In light of the foregoing discussion, there is a need for an improved topology of an inverter used for converting the DC power of a DC component into an AC power, while achieving high reliability, high efficiency, and low cost. Also, the improved topology should be able to provide reactive power as needed by reactive loads while maintaining the overall system power factor.

SUMMARY

An objective of the present invention is to provide a method and a system for generating a bidirectional power flow between a DC component and an AC grid.

Another objective of the invention is to provide an improved topology for a single stage DC-AC converter which has a high efficiency.

Another objective of the invention is to provide an improved topology for use in inverters, wherein the improved topology generates reactive power to support reactive loads.

Another objective of the invention is to provide a control circuit and logic to sense the grid current and generate desired current magnitude and phase difference.

Yet another objective of the invention is to provide an improved topology for use in inverters, wherein the improved topology provides a single-stage conversion of DC power generated by the DC component into AC power.

An additional objective of the present invention is to provide a single-stage conversion of the DC power into AC power by using a single-stage flyback converter.

Embodiments of the present invention provide an inverter that includes a DC component for generating DC power. Further, the inverter includes a single-stage converter for generating a bidirectional power flow between the DC component and an AC grid. The bidirectional power flow is generated by converting the DC power into AC power by operating in one or more pre-defined modes such that the generated AC power is received by the AC grid/load. In various embodiments of the invention, the load may be an electrical equipment, a group of electrical equipments or the AC grid itself. Further, in accordance with the present invention, the generated AC power comprises a reactive power component and an active power component.

Embodiments of the invention further provide a solar inverter that includes a solar panel for generating DC power and a single-stage converter for generating a bidirectional power flow between the solar panel and an AC grid. The bidirectional power flow is generated by converting the DC power into AC power by operating in one or more pre-defined modes such that the generated bidirectional AC power is received by the AC grid. Further, the generated AC power comprises a reactive power component and an active power component.

Embodiments of the present invention further provide a DC to AC (DC-AC) converter for generating a bidirectional power flow between a DC component and an AC grid such that the DC-AC converter includes a single-stage flyback converter for converting a DC power of the DC component into an AC power by operating in one or more pre-defined modes, and the AC power is received by the AC grid. Further, the generated AC power comprises a reactive component and an active component.

GOALS
• 1. The inverter topology passage describes several devices that embodiments of the invention provide. List each of those devices.
• 2. Answer these questions from the inverter topology passage:
(a) Which three qualities should the improved inverter topology achieve?
(b) What does the control circuit sense?
(c) What kind of converter performs the single-stage conversion of DC power into AC power?
• 3. Please extend the inverter topology passage, picking up after its final sentence.

DATA
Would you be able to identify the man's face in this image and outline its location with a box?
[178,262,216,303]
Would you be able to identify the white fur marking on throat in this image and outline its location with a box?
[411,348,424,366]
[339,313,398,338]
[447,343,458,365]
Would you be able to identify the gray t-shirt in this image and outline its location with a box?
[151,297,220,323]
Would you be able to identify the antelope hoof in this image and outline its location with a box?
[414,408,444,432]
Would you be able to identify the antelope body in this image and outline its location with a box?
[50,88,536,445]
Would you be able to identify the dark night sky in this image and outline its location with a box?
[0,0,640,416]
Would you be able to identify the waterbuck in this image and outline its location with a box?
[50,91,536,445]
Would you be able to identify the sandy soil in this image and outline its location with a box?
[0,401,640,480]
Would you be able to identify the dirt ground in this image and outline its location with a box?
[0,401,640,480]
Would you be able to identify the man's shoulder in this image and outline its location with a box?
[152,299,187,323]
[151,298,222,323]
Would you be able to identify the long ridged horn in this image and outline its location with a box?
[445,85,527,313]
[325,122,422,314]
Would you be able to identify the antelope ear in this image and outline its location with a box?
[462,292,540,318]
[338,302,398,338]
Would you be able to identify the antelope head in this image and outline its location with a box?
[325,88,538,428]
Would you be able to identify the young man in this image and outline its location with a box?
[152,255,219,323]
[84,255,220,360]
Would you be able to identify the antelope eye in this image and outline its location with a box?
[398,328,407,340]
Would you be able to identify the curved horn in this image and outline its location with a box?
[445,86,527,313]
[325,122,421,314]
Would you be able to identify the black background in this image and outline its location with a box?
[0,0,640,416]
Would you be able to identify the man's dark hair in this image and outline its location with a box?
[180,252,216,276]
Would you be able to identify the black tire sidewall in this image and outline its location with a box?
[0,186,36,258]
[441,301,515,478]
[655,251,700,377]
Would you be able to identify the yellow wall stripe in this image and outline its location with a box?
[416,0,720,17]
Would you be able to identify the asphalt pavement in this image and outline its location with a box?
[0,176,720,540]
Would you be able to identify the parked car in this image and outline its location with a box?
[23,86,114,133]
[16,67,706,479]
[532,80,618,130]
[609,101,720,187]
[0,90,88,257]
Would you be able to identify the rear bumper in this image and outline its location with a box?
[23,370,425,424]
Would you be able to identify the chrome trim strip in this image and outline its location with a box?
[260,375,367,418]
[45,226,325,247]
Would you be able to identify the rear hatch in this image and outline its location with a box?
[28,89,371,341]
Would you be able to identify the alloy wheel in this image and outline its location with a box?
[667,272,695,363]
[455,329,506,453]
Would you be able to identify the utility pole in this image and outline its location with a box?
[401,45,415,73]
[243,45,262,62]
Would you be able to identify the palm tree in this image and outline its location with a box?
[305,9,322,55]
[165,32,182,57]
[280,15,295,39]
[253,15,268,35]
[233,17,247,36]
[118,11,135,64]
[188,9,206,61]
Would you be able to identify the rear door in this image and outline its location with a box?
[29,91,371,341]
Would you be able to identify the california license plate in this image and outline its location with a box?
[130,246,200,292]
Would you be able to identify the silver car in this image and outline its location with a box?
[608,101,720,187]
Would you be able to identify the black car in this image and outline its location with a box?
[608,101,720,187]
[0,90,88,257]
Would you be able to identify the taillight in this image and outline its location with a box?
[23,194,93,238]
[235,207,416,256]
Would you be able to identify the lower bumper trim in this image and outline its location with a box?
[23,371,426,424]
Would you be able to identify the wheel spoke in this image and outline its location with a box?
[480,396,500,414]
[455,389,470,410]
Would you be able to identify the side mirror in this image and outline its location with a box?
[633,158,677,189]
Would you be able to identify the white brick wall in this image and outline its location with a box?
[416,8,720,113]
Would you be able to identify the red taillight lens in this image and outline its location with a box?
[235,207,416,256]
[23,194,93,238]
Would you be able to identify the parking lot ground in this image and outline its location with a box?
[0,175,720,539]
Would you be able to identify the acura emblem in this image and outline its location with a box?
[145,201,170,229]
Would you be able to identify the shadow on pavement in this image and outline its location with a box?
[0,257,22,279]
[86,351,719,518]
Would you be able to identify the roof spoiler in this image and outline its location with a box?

ANSWERS BY TASK
• 1.
- An inverter
- A solar inverter
- A DC to AC (DC-AC) converter

• 2.
(a) High reliability, high efficiency, and low cost.
(b) The grid current.
(c) A single-stage flyback converter.

• 3.
Embodiments of the present invention further provide a method for generating a bidirectional power flow between a DC component and an AC grid, such that the method includes generating a DC power by a DC component and converting the generated DC power into AC power in a single stage. The conversion is performed in one or more pre-defined modes. Further, in accordance with the present invention, the generated AC power comprises a reactive power component and an active power component.

BRIEF DESCRIPTION OF THE DRAWINGS

Various embodiments of the present invention will, hereinafter, be described in conjunction with the appended drawings that are provided to illustrate, and not to limit, the present invention, wherein like designations denote like elements, and in which;

FIG. 1 depicts an exemplary inverter, in which various embodiments of the present invention can be practiced;

FIG. 2 is a block diagram illustrating one or more modules of a control circuitry of a DC to AC converter of the inverter, in accordance with an embodiment of the present invention;

FIG. 3 shows the AC voltage and AC current waveforms corresponding to the AC power generated by the inverter, in accordance with the embodiment of the present invention;

FIG. 4a shows operation of the exemplary inverter in a first mode, in accordance with the embodiment of the present invention;

FIG. 4b shows operation of the exemplary inverter in a second mode, in accordance with the embodiment of the present invention;

FIG. 4c shows operation of the exemplary inverter in a third mode, in accordance with the embodiment of the present invention;

FIG. 4d shows operation of the exemplary inverter in a fourth mode, in accordance with an embodiment of the present invention;

FIG. 5 is a flow chart illustrating a method for generating a bidirectional power flow between the DC component and the AC grid, in accordance with an embodiment of the present invention; and

FIG. 6 is a flow chart illustrating a method for controlling the operation of the inverter in one or more pre-defined modes, in accordance with an embodiment of the present invention.

Skilled artisans will appreciate that the elements in the figures are illustrated for simplicity and clarity to help improve the understanding of the embodiments of the present invention and are not intended to limit the scope of the present invention in any manner whatsoever.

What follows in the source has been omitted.